## begin MATERIAL PROVIDED
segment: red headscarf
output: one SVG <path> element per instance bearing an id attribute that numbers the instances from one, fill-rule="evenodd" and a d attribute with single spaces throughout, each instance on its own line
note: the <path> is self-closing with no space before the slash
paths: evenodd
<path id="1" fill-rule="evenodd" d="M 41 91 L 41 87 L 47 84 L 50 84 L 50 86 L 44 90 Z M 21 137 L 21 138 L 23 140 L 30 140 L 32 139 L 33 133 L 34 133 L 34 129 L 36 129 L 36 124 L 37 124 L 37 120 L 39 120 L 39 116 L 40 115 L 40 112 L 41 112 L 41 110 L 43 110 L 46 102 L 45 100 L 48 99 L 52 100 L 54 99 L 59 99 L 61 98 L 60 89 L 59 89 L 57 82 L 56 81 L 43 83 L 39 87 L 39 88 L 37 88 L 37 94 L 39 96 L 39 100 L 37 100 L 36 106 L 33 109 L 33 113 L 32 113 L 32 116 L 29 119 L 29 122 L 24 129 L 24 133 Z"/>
## end MATERIAL PROVIDED
EXERCISE DESCRIPTION>
Convert the lines of every row above into a numbered list, leaving out any blank lines.

TASK SOLUTION>
1. segment: red headscarf
2. output: one SVG <path> element per instance bearing an id attribute that numbers the instances from one, fill-rule="evenodd" and a d attribute with single spaces throughout, each instance on its own line
3. note: the <path> is self-closing with no space before the slash
4. paths: evenodd
5. <path id="1" fill-rule="evenodd" d="M 41 91 L 41 87 L 47 84 L 50 84 L 50 86 L 44 90 Z M 21 137 L 21 138 L 23 140 L 30 140 L 32 139 L 33 133 L 34 133 L 34 129 L 36 129 L 36 124 L 37 124 L 37 120 L 39 120 L 39 116 L 40 115 L 40 112 L 41 112 L 41 110 L 43 110 L 46 102 L 45 100 L 48 99 L 52 100 L 54 99 L 59 99 L 61 98 L 60 89 L 59 89 L 57 82 L 56 81 L 43 83 L 39 87 L 39 88 L 37 88 L 37 94 L 39 96 L 39 100 L 37 100 L 36 106 L 33 109 L 33 113 L 32 113 L 32 116 L 29 119 L 29 122 L 24 129 L 24 133 Z"/>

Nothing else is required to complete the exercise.